Present each line of the material below as a Markdown table with a No. column for the row number and a Line column for the line itself. Omit blank lines and the pictures.

Dataset records on object locations
================================
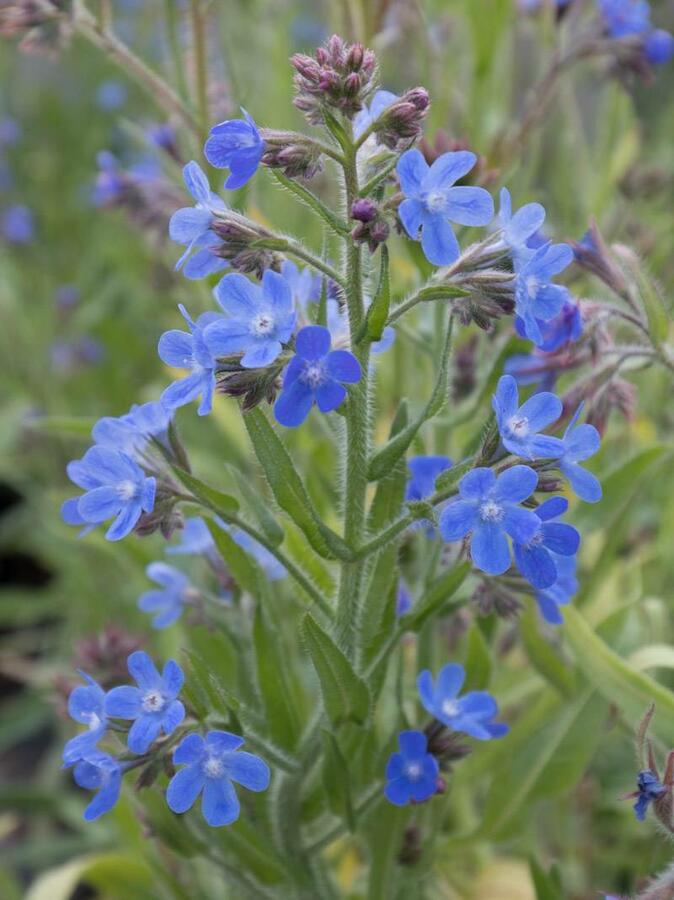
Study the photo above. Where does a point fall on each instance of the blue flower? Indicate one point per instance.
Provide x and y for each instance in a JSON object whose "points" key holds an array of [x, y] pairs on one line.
{"points": [[536, 559], [259, 319], [519, 425], [314, 375], [412, 774], [210, 766], [235, 145], [471, 714], [192, 226], [86, 704], [580, 443], [103, 773], [115, 486], [183, 350], [168, 603], [536, 298], [432, 202], [488, 510], [152, 705]]}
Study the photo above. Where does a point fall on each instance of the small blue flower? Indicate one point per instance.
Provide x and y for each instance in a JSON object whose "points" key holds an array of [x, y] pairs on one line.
{"points": [[210, 766], [471, 714], [86, 704], [314, 375], [536, 298], [115, 486], [235, 145], [101, 772], [432, 202], [183, 350], [259, 319], [519, 425], [412, 774], [580, 443], [168, 603], [192, 226], [152, 705], [489, 510], [536, 559]]}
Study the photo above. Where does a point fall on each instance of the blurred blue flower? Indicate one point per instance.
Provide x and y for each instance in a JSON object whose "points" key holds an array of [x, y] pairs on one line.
{"points": [[210, 766], [235, 145], [259, 319], [413, 773], [115, 486], [314, 375], [471, 714], [519, 425], [152, 705], [489, 510], [432, 202]]}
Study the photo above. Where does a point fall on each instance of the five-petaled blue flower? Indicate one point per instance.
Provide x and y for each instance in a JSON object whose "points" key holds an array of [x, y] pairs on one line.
{"points": [[580, 442], [188, 350], [536, 559], [211, 765], [168, 603], [519, 425], [412, 774], [152, 705], [259, 319], [432, 202], [115, 486], [192, 226], [471, 714], [314, 375], [536, 298], [86, 704], [488, 509], [235, 145]]}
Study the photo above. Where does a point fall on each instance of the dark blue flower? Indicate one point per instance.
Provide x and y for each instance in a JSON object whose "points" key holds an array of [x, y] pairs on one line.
{"points": [[519, 425], [471, 714], [210, 766], [432, 202], [412, 774], [86, 704], [314, 375], [536, 559], [259, 319], [115, 486], [152, 705], [235, 145], [488, 509]]}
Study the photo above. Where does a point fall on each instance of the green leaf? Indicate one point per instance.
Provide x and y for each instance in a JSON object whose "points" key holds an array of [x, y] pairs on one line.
{"points": [[345, 695]]}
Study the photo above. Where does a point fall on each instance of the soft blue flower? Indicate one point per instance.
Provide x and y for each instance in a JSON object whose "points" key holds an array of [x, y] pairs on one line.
{"points": [[519, 425], [211, 765], [183, 350], [488, 509], [536, 559], [115, 486], [152, 705], [168, 603], [314, 375], [412, 774], [260, 319], [86, 704], [580, 443], [432, 202], [99, 772], [235, 145], [192, 226], [536, 298], [471, 714]]}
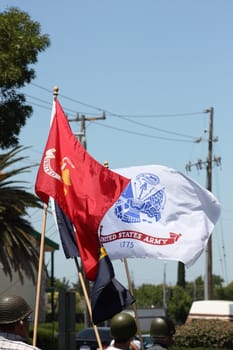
================================
Written answer:
| No. | Line |
|---|---|
| 1 | Study the photo above. Where does a point fall on each instance of the blue flower? Indicate one point per instance. |
| 2 | Provide x and y for each instance in a JSON object whose "points" key holds an array of [x, y] pairs on one line. |
| 3 | {"points": [[536, 559], [259, 319], [519, 425], [314, 375], [412, 774], [210, 766], [235, 145], [471, 714], [192, 226], [86, 704], [580, 443], [103, 773], [115, 486], [183, 350], [168, 603], [536, 298], [432, 202], [488, 510], [152, 705]]} |
| 4 | Study the photo above. Where does a point fall on each instance of the small blue flower? Indicate one point per instance. |
| 5 | Provide x and y for each instance in a JSON object whose "points" key holds an array of [x, y] pairs on one line. |
| 6 | {"points": [[210, 766], [471, 714], [86, 704], [314, 375], [536, 298], [115, 486], [235, 145], [101, 772], [432, 202], [183, 350], [259, 319], [519, 425], [412, 774], [580, 443], [168, 603], [192, 226], [152, 705], [489, 510], [536, 559]]} |
| 7 | Study the photo above. Where does a point fall on each instance of the blurred blue flower? Indicate one point per instance. |
| 8 | Provide x and y for each instance in a JSON object whose "points" key holds an array of [x, y] pairs on one line. |
| 9 | {"points": [[210, 766], [235, 145], [259, 319], [413, 773], [115, 486], [314, 375], [471, 714], [519, 425], [152, 705], [489, 510], [432, 202]]} |
| 10 | Study the photo above. Where does a point fall on each instance of the five-petaled blue flower? Indicate one point per instance. |
| 11 | Provide x and y for each instance in a JSON object whose "points" key holds an array of [x, y] pairs on one line. |
| 12 | {"points": [[580, 442], [188, 350], [536, 559], [211, 765], [168, 603], [519, 425], [412, 774], [152, 705], [259, 319], [432, 202], [115, 486], [192, 226], [471, 714], [314, 375], [536, 298], [86, 704], [488, 509], [235, 145]]} |
| 13 | Study the photo above. Where does a point fall on each instance of the dark blue flower? Indicate one point per instance. |
| 14 | Provide x and y for each instance in a JSON object whose "points" key holds an array of [x, y] pairs on one line. |
| 15 | {"points": [[519, 425], [471, 714], [210, 766], [432, 202], [412, 774], [86, 704], [314, 375], [536, 559], [259, 319], [115, 486], [152, 705], [235, 145], [488, 509]]} |
| 16 | Study the photo above. Where does a point fall on each instance of the green leaf? Indicate one point per instance. |
| 17 | Provide x and y for each instance in a JSON object whose "points" key holds an array of [x, y] pairs on one line. |
| 18 | {"points": [[345, 695]]} |
| 19 | Study the photo above. Where does a point fall on each instance of the soft blue flower? Indicate one point per instance. |
| 20 | Provide x and y for each instance in a JSON object whose "points" key holds an array of [x, y] pairs on one line. |
| 21 | {"points": [[519, 425], [211, 765], [183, 350], [488, 509], [536, 559], [115, 486], [152, 705], [168, 603], [314, 375], [412, 774], [260, 319], [86, 704], [580, 443], [432, 202], [99, 772], [235, 145], [192, 226], [536, 298], [471, 714]]} |